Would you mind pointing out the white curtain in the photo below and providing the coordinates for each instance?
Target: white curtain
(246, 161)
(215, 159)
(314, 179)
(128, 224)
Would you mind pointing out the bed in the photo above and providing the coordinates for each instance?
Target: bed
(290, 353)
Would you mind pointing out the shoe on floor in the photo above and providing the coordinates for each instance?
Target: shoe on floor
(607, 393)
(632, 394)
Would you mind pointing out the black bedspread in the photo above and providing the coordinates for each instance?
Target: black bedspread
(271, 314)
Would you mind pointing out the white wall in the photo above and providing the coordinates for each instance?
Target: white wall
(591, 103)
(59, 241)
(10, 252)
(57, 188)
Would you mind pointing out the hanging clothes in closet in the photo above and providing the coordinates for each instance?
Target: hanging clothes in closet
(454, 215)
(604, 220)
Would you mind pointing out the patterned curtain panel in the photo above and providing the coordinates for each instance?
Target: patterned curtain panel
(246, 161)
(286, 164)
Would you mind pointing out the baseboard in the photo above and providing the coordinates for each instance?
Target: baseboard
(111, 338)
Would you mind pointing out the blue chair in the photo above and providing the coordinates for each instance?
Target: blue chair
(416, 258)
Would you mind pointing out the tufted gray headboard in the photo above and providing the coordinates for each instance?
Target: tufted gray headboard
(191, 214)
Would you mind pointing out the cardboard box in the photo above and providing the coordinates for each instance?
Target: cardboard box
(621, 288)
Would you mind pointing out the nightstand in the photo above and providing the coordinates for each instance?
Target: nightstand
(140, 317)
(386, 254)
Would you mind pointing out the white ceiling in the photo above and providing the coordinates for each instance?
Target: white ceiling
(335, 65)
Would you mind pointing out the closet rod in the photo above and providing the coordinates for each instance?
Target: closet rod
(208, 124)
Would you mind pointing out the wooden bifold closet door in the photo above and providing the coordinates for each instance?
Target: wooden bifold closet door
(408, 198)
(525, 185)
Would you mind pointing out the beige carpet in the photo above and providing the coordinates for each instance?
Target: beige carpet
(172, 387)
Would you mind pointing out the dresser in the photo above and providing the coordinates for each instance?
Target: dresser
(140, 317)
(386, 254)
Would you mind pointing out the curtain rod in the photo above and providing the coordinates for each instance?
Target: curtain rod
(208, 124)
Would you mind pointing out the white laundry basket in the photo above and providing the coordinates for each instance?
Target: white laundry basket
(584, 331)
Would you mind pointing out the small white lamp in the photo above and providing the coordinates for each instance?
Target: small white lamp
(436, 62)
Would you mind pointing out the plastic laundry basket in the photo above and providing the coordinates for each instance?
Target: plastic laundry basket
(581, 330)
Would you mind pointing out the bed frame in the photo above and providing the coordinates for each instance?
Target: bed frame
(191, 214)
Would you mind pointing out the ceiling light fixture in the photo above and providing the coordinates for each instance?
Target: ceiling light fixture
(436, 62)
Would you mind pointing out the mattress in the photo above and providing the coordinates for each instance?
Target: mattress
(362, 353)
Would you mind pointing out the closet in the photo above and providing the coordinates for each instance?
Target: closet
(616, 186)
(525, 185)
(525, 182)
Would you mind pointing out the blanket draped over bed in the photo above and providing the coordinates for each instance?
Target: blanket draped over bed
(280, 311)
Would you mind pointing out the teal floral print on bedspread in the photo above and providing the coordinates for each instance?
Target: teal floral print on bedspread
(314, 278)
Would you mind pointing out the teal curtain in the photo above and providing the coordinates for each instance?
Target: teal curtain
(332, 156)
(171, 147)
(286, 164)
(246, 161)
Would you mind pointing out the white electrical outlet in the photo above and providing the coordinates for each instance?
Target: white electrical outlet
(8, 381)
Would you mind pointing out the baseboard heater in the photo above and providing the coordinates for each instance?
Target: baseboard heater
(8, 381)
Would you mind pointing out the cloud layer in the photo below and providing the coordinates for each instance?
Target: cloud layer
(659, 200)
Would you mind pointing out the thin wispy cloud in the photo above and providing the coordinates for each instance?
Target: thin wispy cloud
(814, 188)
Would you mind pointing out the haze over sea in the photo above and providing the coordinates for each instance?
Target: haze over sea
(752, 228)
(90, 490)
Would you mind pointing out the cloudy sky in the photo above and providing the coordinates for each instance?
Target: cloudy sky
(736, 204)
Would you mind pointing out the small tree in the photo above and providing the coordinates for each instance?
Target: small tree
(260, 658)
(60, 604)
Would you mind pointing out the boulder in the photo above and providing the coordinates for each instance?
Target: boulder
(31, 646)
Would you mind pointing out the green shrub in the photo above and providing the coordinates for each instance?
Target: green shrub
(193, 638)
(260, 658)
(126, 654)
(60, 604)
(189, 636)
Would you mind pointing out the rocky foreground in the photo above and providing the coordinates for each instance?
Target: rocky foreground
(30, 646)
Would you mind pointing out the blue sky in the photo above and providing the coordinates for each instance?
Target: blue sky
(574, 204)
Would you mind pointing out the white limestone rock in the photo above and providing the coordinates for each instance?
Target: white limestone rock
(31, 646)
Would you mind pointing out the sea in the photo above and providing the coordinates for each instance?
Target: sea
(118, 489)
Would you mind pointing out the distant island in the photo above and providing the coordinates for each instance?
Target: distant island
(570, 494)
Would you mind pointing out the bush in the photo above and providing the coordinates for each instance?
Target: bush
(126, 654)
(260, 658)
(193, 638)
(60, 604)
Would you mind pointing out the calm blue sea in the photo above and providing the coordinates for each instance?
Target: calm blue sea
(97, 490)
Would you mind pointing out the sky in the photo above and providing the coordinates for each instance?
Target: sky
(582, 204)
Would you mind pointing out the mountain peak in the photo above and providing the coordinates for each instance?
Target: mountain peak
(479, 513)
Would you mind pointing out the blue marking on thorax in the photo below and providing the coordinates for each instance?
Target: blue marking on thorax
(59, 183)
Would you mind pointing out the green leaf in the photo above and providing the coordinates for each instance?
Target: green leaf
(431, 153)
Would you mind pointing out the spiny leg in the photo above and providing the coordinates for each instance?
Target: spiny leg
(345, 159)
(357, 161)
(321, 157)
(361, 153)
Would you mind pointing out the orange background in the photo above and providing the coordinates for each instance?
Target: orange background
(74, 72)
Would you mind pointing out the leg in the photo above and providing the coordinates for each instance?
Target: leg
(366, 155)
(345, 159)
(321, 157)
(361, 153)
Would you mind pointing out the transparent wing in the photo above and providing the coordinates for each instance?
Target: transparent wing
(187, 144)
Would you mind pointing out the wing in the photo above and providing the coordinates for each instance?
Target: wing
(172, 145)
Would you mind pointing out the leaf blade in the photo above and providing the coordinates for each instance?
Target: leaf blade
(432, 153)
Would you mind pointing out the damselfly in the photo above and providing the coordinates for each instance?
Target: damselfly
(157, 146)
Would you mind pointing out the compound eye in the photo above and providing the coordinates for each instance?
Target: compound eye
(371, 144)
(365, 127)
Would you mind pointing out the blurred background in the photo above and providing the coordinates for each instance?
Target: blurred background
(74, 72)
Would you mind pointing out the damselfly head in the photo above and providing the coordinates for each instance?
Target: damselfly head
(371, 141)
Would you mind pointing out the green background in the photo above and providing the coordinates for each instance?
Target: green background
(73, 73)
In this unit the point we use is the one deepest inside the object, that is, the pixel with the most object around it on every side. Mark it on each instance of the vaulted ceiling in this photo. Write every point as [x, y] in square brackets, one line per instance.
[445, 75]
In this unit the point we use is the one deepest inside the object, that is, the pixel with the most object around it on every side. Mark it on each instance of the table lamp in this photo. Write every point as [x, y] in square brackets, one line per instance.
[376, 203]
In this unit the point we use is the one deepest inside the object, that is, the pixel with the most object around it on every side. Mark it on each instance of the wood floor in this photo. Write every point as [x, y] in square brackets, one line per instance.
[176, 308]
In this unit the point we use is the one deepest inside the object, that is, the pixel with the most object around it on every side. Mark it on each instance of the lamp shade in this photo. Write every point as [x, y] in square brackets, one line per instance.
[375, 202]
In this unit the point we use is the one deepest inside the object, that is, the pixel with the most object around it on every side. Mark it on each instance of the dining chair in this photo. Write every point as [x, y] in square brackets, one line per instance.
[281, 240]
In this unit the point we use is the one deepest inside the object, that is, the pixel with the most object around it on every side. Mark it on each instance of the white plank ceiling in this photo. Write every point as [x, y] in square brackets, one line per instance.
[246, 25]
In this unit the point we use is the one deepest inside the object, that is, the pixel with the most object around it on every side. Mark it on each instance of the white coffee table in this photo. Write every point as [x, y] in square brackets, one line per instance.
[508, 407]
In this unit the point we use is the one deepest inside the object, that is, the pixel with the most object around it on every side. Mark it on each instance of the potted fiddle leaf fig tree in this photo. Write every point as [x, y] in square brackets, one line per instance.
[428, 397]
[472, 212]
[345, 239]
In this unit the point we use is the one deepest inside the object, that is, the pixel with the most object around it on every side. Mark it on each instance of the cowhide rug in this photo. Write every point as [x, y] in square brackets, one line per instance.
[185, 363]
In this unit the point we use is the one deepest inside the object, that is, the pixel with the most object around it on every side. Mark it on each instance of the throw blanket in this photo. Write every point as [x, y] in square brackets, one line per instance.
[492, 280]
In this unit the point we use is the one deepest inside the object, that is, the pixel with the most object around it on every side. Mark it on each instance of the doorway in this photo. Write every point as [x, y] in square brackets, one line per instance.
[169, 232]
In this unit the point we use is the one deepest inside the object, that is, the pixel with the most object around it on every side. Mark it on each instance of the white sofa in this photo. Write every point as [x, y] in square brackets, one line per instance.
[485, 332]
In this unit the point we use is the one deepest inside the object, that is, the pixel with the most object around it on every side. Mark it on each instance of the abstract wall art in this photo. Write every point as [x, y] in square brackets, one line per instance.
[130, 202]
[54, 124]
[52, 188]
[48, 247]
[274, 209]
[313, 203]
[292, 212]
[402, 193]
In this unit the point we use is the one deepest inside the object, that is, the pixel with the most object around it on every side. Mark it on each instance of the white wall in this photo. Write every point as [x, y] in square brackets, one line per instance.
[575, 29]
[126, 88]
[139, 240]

---

Repeat the records starting at the line containing "of the abstract" and ending at the end of the records, substituting "item" for "instance" everywhere it appears in that stretch and keeping everything else the same.

In this unit the point we use is the one deepest inside the object, that is, the pixel with the most object around it on every side. Mark it on each item of the abstract wall art in this photo. Write every point as [x, y] in square brackets, one line per item.
[130, 202]
[54, 124]
[52, 188]
[48, 247]
[274, 209]
[313, 203]
[292, 212]
[402, 193]
In this unit the point we use is the one deepest inside the object, that is, the pixel with the most object around it on every side. Mark it on each item of the white wall in this photo. Write every point as [x, y] in square brackets, one line per item.
[575, 29]
[126, 88]
[139, 240]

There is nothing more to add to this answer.